* **Esercizio 1**
Secondo il brano sul rapporto oceanografico, quali cozze hanno presentato livelli di parassiti significativamente più alti rispetto a quelle della East Coast?
* **Esercizio 2**
Trascriva il passo del brano sul rapporto oceanografico a partire dalle parole "Entrando più nello", fermandosi dopo le parole "Rico o Hawaii.".

* **Brano**
Il rapporto oceanografico

A riferire di “condizioni degradanti nella popolazione di cozze e ostriche” è Dennis Apeti, autore principale del rapporto e oceanografo con i Centri nazionali per la scienza dell’oceano costiero del National Ocean Service. Peraltro è sempre Apeti ad affermare che le conclusioni del rapporto riflettono solo un numero limitato di parassiti e malattie che possono colpire i bivalvi. Ci sarebbero cioè altre analisi dei tessuti nei molluschi che il rapporto in questione non ha neppure valutato.

Entrando più nello specifico, il rapporto fornisce tendenze sia nazionali che regionali. Vediamo quindi quali sono le aree geografiche entrate nella lista nera, per quanto riguarda sia cozze che ostriche. Le ostriche del Golfo del Messico e lungo la costa orientale sembra abbiano mostrato livelli di parassiti più elevati rispetto a quelli di Puerto Rico o Hawaii.

Quanto poi alle cozze, quelle della cosiddetta West Coast hanno presentato livelli di parassiti significativamente più alti rispetto alle cozze della East Coast. Le cozze zebra, invece, che popolano le acque dei Grandi Laghi, sembra ospitino un livello inferiore di  parassiti ,oltre a presentare un numero significativamente inferiore di casi di malattia, rispetto a tutti gli altri bivalvi studiati.

Criteri di scelta

Senza dubbio un quadro sconfortante quello che esce fuori dal National Oceanic and Atmospheric Administration (NOAA). Vale a dire l’agenzia federale statunitense che studia le dinamiche meteorologiche e le correnti oceaniche. Attenzione dunque amanti del pesce a consumare, con superficialità, cozze alla marinara o piatti super d’impepate di cozze. Del pari, non sarebbe minimamente da prendere in considerazione il consumo di cozze crude, provenienti da chissà dove e magari impiattate dal primo ristorante che capita a tiro in vacanza.

Se invece si appartiene alla schiera di coloro che preferiscono cucinare in casa, un utile suggerimento sta  nel leggere attentamente la provenienza dei mitili. In ogni confezione infatti deve essere apposta  un’etichetta tale da consentire la tracciabilità dell’origine delle cozze. Altro sistema per stare un po’ più tranquilli sta nell’appurare l’esistenza di apposita certificazione di prodotto per la filiera. Certificazioni poi non così frequenti, se si considera che ad esempio in Sardegna sembra esistere una sola azienda ad aver ottenuto questa preziosa certificazione.

[Record provenienti da una raccolta di dati]
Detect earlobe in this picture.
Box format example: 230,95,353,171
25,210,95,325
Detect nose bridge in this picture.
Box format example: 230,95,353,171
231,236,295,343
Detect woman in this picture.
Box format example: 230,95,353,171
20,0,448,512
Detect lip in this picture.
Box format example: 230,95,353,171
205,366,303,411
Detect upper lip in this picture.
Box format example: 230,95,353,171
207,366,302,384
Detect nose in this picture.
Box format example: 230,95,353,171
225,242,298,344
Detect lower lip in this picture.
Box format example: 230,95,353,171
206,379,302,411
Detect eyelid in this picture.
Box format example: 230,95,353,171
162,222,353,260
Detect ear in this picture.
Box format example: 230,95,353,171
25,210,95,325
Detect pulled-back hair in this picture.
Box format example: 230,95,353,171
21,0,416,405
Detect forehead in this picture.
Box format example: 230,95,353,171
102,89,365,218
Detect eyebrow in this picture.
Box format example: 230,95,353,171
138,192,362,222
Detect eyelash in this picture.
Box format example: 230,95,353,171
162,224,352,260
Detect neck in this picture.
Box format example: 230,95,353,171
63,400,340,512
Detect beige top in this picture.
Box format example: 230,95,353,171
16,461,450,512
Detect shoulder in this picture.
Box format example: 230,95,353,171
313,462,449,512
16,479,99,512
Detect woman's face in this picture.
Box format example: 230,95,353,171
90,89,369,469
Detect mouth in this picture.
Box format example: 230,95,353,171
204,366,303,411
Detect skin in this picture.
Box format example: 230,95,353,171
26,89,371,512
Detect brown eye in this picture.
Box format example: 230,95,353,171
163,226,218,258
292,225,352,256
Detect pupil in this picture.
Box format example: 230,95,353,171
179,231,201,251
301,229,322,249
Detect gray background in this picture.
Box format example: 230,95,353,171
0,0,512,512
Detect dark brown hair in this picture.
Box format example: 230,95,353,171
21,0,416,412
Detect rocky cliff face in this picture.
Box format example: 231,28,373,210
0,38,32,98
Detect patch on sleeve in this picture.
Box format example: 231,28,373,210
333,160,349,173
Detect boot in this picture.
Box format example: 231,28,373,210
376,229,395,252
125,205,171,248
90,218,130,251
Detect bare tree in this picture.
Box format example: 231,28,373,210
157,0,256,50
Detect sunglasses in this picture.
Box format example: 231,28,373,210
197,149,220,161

* **Risposta 1**
Le cozze della cosiddetta West Coast.

* **Risposta 2**
Entrando più nello specifico, il rapporto fornisce tendenze sia nazionali che regionali. Vediamo quindi quali sono le aree geografiche entrate nella lista nera, per quanto riguarda sia cozze che ostriche. Le ostriche del Golfo del Messico e lungo la costa orientale sembra abbiano mostrato livelli di parassiti più elevati rispetto a quelli di Puerto Rico o Hawaii.